## Extracted data entries
──────────

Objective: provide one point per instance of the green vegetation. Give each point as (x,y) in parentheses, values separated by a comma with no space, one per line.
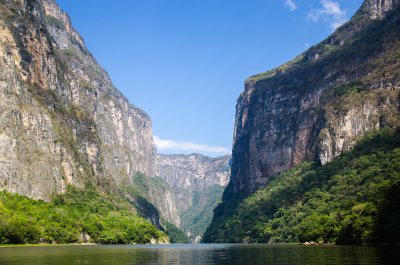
(107,219)
(140,190)
(198,217)
(354,199)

──────────

## PROBLEM DETAILS
Can you rewrite all the material above, swapping "green vegetation" for "leafy plants" and changing nothing else? Leave the pictures out.

## THE OUTPUT
Objective: provide one point per instance of the leafy plants. Give each point as (x,y) in parentheses, values separated by a comma with no space, one per line.
(107,219)
(140,190)
(198,217)
(354,199)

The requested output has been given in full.